• [YOUR TASK] Can you reproduce every one of the rows below verbatim, keeping each line unchanged?

-- Start TASK INPUTS --

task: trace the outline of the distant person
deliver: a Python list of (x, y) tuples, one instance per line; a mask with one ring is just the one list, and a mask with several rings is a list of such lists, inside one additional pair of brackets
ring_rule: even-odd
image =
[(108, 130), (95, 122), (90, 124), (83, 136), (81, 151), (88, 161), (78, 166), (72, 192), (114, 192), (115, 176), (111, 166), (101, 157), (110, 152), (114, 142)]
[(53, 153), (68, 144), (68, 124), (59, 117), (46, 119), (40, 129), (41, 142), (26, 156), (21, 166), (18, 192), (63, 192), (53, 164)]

-- End TASK INPUTS --

• [RESULT FOR THIS TASK]
task: trace the outline of the distant person
deliver: a Python list of (x, y) tuples, one instance per line; a mask with one ring is just the one list, and a mask with several rings is a list of such lists, inside one additional pair of brackets
ring_rule: even-odd
image =
[(108, 130), (95, 122), (90, 124), (83, 136), (81, 151), (88, 161), (78, 166), (72, 192), (114, 192), (115, 176), (111, 166), (101, 157), (110, 152), (114, 142)]
[(53, 153), (68, 144), (68, 124), (59, 117), (46, 119), (40, 129), (41, 142), (26, 156), (21, 166), (18, 192), (63, 192), (53, 164)]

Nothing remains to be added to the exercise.